Convert every line of the listing below into a JSON array of strings, one string per line, skipping any blank lines.
┌─ Provided records
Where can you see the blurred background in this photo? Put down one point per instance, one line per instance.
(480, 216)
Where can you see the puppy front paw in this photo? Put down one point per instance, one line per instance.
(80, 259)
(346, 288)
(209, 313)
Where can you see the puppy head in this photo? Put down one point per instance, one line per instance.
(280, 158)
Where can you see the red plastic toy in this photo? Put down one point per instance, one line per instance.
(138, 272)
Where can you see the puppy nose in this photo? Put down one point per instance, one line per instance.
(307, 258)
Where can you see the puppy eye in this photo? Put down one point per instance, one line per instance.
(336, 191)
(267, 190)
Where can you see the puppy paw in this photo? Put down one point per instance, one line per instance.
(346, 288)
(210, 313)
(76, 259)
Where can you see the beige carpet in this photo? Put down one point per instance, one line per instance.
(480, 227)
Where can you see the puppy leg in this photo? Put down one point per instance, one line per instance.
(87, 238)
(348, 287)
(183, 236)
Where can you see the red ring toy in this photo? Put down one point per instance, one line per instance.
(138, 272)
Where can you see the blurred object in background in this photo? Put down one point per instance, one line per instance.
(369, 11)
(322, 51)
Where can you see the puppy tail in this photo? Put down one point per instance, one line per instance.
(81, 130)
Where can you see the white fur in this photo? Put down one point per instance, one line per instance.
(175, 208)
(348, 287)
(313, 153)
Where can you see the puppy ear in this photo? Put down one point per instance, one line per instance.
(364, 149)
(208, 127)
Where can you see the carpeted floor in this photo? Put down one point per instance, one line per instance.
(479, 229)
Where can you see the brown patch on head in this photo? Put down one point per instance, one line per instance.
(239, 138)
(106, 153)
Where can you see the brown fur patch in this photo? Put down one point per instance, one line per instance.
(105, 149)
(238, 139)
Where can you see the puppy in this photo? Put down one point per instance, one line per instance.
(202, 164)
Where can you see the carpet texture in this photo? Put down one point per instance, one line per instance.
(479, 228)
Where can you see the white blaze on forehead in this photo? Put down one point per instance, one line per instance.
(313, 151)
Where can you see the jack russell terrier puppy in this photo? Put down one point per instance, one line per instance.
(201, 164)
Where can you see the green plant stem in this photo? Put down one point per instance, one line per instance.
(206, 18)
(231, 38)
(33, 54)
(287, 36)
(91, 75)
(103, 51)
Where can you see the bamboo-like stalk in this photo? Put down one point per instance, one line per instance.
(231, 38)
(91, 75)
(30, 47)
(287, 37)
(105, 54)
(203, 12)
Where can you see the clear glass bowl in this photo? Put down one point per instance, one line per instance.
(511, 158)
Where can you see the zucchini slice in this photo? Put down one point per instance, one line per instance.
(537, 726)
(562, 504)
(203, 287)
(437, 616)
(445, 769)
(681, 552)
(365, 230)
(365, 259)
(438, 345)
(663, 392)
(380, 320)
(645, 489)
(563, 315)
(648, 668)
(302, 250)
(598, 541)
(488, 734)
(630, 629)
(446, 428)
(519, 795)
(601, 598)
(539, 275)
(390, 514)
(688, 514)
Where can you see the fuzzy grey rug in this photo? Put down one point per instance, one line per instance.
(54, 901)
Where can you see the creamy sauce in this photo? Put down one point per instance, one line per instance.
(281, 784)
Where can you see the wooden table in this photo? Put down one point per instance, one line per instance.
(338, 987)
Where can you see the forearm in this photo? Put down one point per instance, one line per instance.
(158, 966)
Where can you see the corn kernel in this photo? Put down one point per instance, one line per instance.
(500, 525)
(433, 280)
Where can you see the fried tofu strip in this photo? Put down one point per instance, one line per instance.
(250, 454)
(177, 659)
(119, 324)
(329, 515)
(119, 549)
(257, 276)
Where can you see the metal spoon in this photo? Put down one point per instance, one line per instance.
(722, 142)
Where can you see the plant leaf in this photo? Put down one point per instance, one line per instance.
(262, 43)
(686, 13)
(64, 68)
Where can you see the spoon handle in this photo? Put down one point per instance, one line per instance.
└─
• Solution
[
  "Where can you see the blurred background in this photo? Put down one point per instance, one line per instance.",
  "(480, 216)",
  "Where can you see the puppy front paw in this photo? Put down one point per instance, one line per instance.",
  "(80, 259)",
  "(346, 288)",
  "(209, 313)",
  "Where can you see the puppy head in this photo? Put down one point per instance, one line per instance.",
  "(280, 158)",
  "Where can you see the red plastic toy in this photo? Put down one point per instance, one line per instance.",
  "(138, 272)",
  "Where can you see the puppy nose in this photo? Put down one point per instance, one line per instance.",
  "(307, 258)",
  "Where can you see the puppy eye in this photo? Put down one point per instance, one line per instance.",
  "(336, 191)",
  "(267, 190)",
  "Where can you see the puppy paw in this photo? Put down one point per instance, one line per instance.",
  "(346, 288)",
  "(210, 313)",
  "(76, 259)",
  "Where can you see the beige carpet in this photo? Put down one point per instance, one line per instance.",
  "(480, 227)",
  "Where can you see the puppy leg in this photo? Put down one point per instance, one line per instance.",
  "(87, 238)",
  "(348, 287)",
  "(183, 236)",
  "Where can you see the red ring toy in this photo? Put down one point per instance, one line per instance.",
  "(138, 272)",
  "Where can you see the blurred object in background in this photo? Put down one point per instance, one line per instance.",
  "(369, 11)",
  "(322, 51)",
  "Where can you see the puppy tail in this photo? Put down one point per instance, one line per instance.",
  "(81, 130)",
  "Where can you see the white fur in this photo? Put down one point per instance, one line per instance.",
  "(175, 208)",
  "(348, 287)",
  "(313, 153)",
  "Where can you see the puppy ear in this photo? Put down one point per instance, one line per instance.",
  "(364, 149)",
  "(208, 127)",
  "Where can you see the carpeted floor in this photo? Put down one point per instance, one line per instance.",
  "(479, 229)",
  "Where can you see the brown patch on head in this photo? Put down one point per instance, one line per instance.",
  "(239, 138)",
  "(106, 153)",
  "Where can you see the brown fur patch in this photo? Put down one point per instance, one line per instance.",
  "(105, 149)",
  "(238, 139)",
  "Where can you see the puppy in this photo? Put down one point per instance, one line per instance.",
  "(202, 164)",
  "Where can you see the carpet texture in this photo? Put down one point per instance, one line per instance.",
  "(479, 228)",
  "Where can you see the white blaze on forehead in this photo? Put down one point per instance, one line per instance.",
  "(313, 151)",
  "Where can you see the jack russell terrier puppy in this photo? Put down one point per instance, one line per instance.",
  "(201, 164)",
  "Where can you see the green plant stem in this photo? Put down one point per instance, one line per instance.",
  "(206, 18)",
  "(231, 38)",
  "(33, 54)",
  "(287, 36)",
  "(91, 75)",
  "(103, 51)",
  "Where can you see the bamboo-like stalk in this photo? Put down one point per instance, one line per instance.",
  "(231, 38)",
  "(91, 75)",
  "(30, 47)",
  "(287, 37)",
  "(105, 54)",
  "(203, 12)",
  "Where can you see the clear glass bowl in this photo? Put down one point per instance, one line per instance.",
  "(511, 158)",
  "Where can you see the zucchini slice in this photo? Put down one point per instance, one line per instance.",
  "(537, 726)",
  "(562, 504)",
  "(203, 287)",
  "(437, 616)",
  "(445, 769)",
  "(681, 552)",
  "(365, 230)",
  "(365, 259)",
  "(438, 345)",
  "(663, 392)",
  "(380, 320)",
  "(645, 489)",
  "(563, 315)",
  "(648, 668)",
  "(302, 250)",
  "(598, 541)",
  "(488, 734)",
  "(630, 629)",
  "(446, 428)",
  "(519, 795)",
  "(601, 598)",
  "(539, 275)",
  "(390, 514)",
  "(688, 514)",
  "Where can you see the fuzzy grey rug in this photo? Put down one point per instance, one line per instance.",
  "(54, 901)",
  "Where can you see the creamy sauce in this photo? Put down one point per instance, one line per instance.",
  "(281, 784)",
  "Where can you see the wooden table in this photo? Put down one point per instance, one line per instance.",
  "(338, 987)",
  "Where can you see the forearm in this photo? Put down one point per instance, one line per instance.",
  "(158, 966)",
  "Where can you see the corn kernel in this photo? Put down one point per instance, one line per instance.",
  "(500, 525)",
  "(433, 280)",
  "Where can you see the fried tofu strip in this photo? Put down one point per instance, one line per instance.",
  "(250, 454)",
  "(177, 659)",
  "(119, 324)",
  "(329, 515)",
  "(119, 549)",
  "(257, 276)",
  "Where can you see the metal spoon in this photo? Put down one point per instance, one line per instance.",
  "(722, 142)",
  "Where can you see the plant leaf in this photo? Put down one point per instance, one line per instance.",
  "(262, 43)",
  "(686, 13)",
  "(64, 68)",
  "Where can you see the spoon handle in this photo? Put down one point per instance, one line per instance."
]